Set exercise ->
Exactly as written, print each record in the listing.

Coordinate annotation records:
◆ ◆ ◆ ◆

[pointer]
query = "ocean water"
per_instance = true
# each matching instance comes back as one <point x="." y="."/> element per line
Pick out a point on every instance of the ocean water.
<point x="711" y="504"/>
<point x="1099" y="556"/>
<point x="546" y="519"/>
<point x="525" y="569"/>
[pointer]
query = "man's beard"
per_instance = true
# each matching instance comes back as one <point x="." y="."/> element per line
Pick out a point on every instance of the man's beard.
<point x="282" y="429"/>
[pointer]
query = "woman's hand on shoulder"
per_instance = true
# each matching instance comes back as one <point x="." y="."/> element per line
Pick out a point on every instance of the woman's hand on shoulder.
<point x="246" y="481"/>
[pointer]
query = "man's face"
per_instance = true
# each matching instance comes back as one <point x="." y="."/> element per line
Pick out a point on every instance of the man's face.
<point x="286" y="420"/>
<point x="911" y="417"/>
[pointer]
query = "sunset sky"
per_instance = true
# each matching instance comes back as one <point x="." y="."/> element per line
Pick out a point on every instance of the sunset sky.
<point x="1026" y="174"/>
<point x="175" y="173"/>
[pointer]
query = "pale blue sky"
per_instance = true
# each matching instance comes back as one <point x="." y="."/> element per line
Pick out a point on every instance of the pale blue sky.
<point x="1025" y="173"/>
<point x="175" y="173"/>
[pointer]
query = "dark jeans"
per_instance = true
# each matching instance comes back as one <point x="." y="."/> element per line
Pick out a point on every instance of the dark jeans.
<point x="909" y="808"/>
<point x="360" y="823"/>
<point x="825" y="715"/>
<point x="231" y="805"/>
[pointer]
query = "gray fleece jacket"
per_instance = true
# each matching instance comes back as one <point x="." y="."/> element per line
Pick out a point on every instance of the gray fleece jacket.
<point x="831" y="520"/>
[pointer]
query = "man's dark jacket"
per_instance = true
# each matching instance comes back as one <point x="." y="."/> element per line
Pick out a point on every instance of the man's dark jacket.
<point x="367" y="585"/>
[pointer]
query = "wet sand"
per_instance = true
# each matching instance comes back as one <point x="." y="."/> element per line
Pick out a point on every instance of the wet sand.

◆ ◆ ◆ ◆

Task solution ->
[pointer]
query = "ocean water"
per_instance = true
# each matching instance comes back as one <point x="." y="."/> element per line
Pick out a point on every instance of the ocean water.
<point x="711" y="504"/>
<point x="1099" y="556"/>
<point x="546" y="519"/>
<point x="525" y="569"/>
[pointer]
query = "man's beard"
per_instance = true
# each matching instance comes back as one <point x="." y="."/> element per line
Pick out a point on every instance of the man's beard.
<point x="282" y="429"/>
[pointer]
query = "woman's hand on shoulder"
per_instance = true
# each matching instance comes back as one <point x="." y="."/> element per line
Pick out a point on every instance of the woman's hand on shoulder.
<point x="246" y="481"/>
[pointer]
query = "man's face"
per_instance = true
# each matching instance comes back as one <point x="." y="."/> element per line
Pick out a point on every instance of the man's face.
<point x="286" y="420"/>
<point x="911" y="417"/>
[pointer]
query = "sunset sky"
per_instance = true
# each matching instance comes back as one <point x="." y="."/> element per line
Pick out a point on every instance of the sunset sky.
<point x="1026" y="174"/>
<point x="175" y="173"/>
[pointer]
query = "pale blue sky"
per_instance = true
# each matching instance comes back as one <point x="." y="."/> element per line
Pick out a point on every instance of the pale blue sky.
<point x="1025" y="173"/>
<point x="175" y="173"/>
[pointer]
query = "dark jeans"
per_instance = true
# each matching instance comes back as one <point x="." y="."/> element per line
Pick out a point on every instance of the dark jeans.
<point x="909" y="808"/>
<point x="360" y="823"/>
<point x="825" y="715"/>
<point x="231" y="805"/>
[pointer]
query = "gray fleece jacket"
per_instance = true
# each matching instance comes back as one <point x="." y="."/> element per line
Pick out a point on every instance of the gray fleece jacket.
<point x="831" y="520"/>
[pointer]
query = "man's dark jacket"
per_instance = true
# each matching instance comes back as one <point x="." y="."/> element per line
Pick out a point on every instance of the man's dark jacket.
<point x="367" y="585"/>
[pointer]
query = "wet sand"
per_instance = true
# each matching instance comes back as one <point x="." y="."/> element per line
Pick out a point on every instance of the wet sand.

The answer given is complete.